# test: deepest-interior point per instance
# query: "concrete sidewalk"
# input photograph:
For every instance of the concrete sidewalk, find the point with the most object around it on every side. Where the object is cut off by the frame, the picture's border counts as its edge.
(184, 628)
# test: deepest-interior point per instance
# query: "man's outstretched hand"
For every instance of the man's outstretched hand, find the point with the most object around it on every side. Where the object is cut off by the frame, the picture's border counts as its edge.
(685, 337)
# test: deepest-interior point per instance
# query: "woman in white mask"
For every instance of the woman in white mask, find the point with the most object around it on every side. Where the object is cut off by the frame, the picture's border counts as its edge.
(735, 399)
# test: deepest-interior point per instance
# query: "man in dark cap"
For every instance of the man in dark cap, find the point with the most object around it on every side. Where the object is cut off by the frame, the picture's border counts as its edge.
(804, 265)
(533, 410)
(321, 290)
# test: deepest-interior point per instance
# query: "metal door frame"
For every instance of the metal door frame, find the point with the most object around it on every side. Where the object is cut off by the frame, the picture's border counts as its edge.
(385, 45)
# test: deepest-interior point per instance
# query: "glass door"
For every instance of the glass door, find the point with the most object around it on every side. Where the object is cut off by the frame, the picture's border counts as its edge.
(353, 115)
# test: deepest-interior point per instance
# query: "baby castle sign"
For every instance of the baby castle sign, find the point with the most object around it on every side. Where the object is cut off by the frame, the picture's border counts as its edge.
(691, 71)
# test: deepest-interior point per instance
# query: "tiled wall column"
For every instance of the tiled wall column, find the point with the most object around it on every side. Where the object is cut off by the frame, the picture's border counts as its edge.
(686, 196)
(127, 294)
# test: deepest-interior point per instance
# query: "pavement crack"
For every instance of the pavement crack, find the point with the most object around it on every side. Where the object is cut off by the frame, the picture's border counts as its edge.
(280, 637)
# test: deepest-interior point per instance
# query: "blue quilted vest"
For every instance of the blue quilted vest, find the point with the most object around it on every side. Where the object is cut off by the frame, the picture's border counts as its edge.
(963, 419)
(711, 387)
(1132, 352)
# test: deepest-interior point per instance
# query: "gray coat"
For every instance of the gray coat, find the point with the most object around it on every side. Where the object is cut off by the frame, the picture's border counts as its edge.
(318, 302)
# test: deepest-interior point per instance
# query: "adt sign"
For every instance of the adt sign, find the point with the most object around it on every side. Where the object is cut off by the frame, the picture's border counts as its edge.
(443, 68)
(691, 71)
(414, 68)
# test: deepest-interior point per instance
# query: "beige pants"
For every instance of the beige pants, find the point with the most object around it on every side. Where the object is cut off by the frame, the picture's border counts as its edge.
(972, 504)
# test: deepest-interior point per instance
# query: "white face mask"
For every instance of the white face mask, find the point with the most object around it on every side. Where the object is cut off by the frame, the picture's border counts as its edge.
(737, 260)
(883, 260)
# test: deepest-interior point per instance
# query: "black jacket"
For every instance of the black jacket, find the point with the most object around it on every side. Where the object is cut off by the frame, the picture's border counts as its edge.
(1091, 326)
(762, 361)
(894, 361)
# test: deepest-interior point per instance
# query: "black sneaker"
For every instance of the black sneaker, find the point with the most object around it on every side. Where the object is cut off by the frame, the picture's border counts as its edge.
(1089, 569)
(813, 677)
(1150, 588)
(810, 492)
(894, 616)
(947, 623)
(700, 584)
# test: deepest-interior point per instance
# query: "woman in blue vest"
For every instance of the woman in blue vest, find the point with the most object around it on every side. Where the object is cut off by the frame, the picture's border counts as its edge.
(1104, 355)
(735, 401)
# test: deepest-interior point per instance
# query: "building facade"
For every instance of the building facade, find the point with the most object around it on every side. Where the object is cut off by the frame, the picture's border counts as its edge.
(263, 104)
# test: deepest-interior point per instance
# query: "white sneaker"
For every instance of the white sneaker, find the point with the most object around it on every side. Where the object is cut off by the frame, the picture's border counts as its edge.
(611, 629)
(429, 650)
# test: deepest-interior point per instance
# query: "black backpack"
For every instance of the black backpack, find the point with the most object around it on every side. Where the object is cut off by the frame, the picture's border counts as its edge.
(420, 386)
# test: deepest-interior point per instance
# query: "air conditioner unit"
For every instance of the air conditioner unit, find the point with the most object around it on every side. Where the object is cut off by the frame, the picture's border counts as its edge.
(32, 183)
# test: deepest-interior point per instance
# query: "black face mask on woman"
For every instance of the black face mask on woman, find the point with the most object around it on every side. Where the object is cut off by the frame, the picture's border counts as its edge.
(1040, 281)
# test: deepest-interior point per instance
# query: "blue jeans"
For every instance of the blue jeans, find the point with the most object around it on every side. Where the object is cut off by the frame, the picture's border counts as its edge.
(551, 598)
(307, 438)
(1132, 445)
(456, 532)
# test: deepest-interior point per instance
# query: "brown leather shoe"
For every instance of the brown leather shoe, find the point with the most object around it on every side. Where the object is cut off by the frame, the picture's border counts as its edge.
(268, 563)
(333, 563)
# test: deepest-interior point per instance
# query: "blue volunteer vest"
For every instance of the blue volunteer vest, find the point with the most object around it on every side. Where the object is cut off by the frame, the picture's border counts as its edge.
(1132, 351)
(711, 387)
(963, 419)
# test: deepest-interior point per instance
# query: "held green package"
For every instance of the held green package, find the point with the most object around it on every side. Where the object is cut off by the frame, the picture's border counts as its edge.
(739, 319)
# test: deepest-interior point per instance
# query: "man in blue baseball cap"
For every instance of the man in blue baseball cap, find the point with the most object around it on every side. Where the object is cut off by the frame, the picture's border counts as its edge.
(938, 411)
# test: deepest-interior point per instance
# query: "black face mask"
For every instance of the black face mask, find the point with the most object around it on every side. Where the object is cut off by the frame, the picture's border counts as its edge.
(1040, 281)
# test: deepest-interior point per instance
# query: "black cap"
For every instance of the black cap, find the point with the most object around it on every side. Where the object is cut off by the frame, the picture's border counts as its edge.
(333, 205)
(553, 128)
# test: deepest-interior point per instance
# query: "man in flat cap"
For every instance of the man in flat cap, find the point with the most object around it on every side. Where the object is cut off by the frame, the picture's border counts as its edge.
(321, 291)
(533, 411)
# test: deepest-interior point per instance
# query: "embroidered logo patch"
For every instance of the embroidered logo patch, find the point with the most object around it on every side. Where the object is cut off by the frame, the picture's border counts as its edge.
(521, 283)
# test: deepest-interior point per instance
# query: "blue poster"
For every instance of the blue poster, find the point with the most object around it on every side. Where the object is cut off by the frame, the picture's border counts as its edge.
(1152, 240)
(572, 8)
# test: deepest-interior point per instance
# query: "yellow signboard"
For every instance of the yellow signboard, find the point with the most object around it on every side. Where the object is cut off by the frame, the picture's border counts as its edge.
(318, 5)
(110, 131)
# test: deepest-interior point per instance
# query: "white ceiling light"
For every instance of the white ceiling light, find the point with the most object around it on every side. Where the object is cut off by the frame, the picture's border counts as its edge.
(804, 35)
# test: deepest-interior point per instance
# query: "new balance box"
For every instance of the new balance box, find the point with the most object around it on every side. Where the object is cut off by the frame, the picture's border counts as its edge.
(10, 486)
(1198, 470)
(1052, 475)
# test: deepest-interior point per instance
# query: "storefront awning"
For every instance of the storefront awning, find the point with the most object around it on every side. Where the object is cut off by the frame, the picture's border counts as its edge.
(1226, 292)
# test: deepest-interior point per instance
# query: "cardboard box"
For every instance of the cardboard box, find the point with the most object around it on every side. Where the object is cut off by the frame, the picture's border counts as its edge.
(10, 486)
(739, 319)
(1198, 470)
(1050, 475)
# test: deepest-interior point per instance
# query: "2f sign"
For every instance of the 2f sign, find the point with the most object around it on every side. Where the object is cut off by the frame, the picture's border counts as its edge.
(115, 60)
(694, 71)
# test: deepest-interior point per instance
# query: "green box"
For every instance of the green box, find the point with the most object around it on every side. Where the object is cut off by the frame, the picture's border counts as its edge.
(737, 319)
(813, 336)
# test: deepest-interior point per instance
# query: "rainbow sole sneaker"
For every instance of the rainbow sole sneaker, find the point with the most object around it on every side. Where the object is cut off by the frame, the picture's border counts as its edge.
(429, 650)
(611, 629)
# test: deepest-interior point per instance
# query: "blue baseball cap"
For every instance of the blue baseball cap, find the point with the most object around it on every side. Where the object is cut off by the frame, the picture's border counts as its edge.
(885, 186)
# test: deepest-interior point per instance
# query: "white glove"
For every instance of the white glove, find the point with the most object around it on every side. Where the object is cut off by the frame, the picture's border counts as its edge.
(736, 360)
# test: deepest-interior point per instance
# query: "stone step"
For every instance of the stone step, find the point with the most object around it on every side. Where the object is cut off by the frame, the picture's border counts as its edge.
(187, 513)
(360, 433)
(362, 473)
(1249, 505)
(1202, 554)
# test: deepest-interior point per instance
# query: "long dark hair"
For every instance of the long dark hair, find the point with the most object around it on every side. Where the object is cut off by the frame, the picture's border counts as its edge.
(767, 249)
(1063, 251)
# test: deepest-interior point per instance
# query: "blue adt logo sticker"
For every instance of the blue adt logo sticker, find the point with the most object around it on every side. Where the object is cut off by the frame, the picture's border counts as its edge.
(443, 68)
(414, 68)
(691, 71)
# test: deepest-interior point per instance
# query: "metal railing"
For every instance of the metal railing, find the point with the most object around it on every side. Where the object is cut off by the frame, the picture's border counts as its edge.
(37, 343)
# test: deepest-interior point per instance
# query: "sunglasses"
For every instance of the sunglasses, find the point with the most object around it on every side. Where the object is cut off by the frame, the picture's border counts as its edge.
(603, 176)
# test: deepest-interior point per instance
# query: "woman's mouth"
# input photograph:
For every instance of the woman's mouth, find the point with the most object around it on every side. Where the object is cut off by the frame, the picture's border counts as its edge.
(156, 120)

-.-.-

> **Task prompt**: Copy out each line of the entries above that contains the word "flat".

> **Final answer**:
# query: "man in flat cap"
For every instance of the man in flat cap, find the point with the most object around it on every side. Where the object is cut off by the frame, the picture's border counts as its edge.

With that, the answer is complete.